## What you need to do
Repeat the lines below exactly as written, please, from the line with "Target: waterfront promenade" to the line with "Target: person in white shirt", both lines included, and no others.

## Extracted entries
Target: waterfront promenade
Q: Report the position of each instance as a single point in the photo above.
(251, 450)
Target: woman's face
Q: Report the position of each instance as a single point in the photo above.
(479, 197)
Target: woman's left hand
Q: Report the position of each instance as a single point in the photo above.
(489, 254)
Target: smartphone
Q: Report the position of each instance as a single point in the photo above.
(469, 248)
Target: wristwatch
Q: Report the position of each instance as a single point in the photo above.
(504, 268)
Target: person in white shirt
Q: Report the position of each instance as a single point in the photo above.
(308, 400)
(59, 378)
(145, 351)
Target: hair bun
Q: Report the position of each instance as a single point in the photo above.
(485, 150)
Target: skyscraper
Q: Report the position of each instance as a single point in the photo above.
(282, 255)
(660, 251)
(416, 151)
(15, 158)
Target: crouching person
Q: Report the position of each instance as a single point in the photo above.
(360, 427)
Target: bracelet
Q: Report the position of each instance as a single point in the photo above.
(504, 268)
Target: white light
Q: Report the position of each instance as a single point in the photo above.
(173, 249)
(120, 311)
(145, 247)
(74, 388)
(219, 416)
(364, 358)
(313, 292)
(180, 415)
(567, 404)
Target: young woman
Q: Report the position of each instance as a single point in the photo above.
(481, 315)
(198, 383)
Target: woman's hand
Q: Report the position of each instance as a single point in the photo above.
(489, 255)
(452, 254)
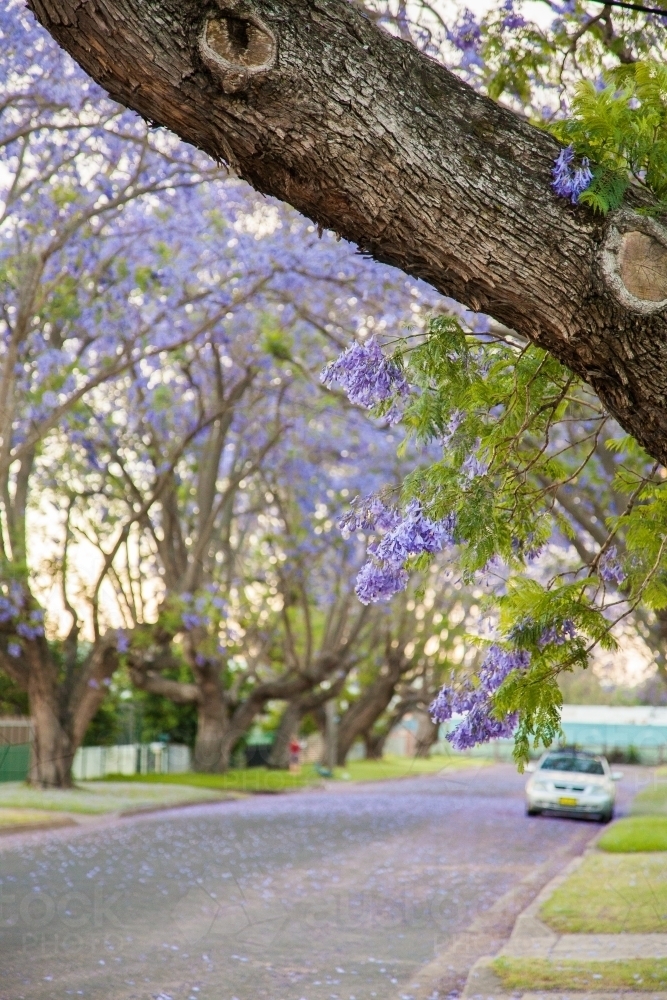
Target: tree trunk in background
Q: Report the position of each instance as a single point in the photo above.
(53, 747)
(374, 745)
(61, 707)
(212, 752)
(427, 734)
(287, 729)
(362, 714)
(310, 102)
--
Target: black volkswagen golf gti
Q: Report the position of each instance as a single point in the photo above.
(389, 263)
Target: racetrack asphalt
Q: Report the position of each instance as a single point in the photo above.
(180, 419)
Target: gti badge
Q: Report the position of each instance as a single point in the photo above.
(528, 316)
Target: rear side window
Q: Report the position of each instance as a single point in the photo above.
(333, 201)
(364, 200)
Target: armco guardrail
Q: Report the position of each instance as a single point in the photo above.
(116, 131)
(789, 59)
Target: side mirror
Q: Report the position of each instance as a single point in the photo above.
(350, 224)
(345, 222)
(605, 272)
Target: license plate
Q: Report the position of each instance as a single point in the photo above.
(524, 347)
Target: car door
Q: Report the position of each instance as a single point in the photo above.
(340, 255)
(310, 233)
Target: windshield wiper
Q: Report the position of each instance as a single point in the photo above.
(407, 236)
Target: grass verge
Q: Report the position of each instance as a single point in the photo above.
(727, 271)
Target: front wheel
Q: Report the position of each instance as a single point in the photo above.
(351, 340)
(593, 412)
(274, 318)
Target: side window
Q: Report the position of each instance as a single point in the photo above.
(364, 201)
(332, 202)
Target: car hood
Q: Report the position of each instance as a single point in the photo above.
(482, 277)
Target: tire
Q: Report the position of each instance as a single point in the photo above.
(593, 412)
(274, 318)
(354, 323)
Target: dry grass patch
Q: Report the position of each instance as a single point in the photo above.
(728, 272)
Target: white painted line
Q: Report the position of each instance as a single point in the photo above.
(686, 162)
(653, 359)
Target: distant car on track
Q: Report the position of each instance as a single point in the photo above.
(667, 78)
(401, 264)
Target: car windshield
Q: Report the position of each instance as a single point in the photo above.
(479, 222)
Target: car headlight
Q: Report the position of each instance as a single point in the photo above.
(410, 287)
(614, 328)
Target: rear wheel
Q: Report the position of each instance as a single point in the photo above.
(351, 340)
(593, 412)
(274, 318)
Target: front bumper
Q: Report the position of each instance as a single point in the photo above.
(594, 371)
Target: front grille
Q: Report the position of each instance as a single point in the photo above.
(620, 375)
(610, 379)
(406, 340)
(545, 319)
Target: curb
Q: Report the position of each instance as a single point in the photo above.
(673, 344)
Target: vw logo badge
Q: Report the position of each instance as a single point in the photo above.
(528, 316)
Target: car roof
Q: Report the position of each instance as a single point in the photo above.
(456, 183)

## Result of this exercise
Target: waterfront promenade
Q: Report the position of each instance as a single point in the photo above.
(251, 450)
Target: woman's face
Q: Report the position of each instance as a single point in the photo above.
(479, 197)
Target: woman's left hand
Q: Report the position of each instance as a single point in the photo above.
(489, 254)
Target: smartphone
Q: Report the position of each instance as a single point in the photo above.
(469, 248)
Target: wristwatch
Q: Report the position of each instance as a single point in the photo above.
(504, 268)
Target: person in white shirt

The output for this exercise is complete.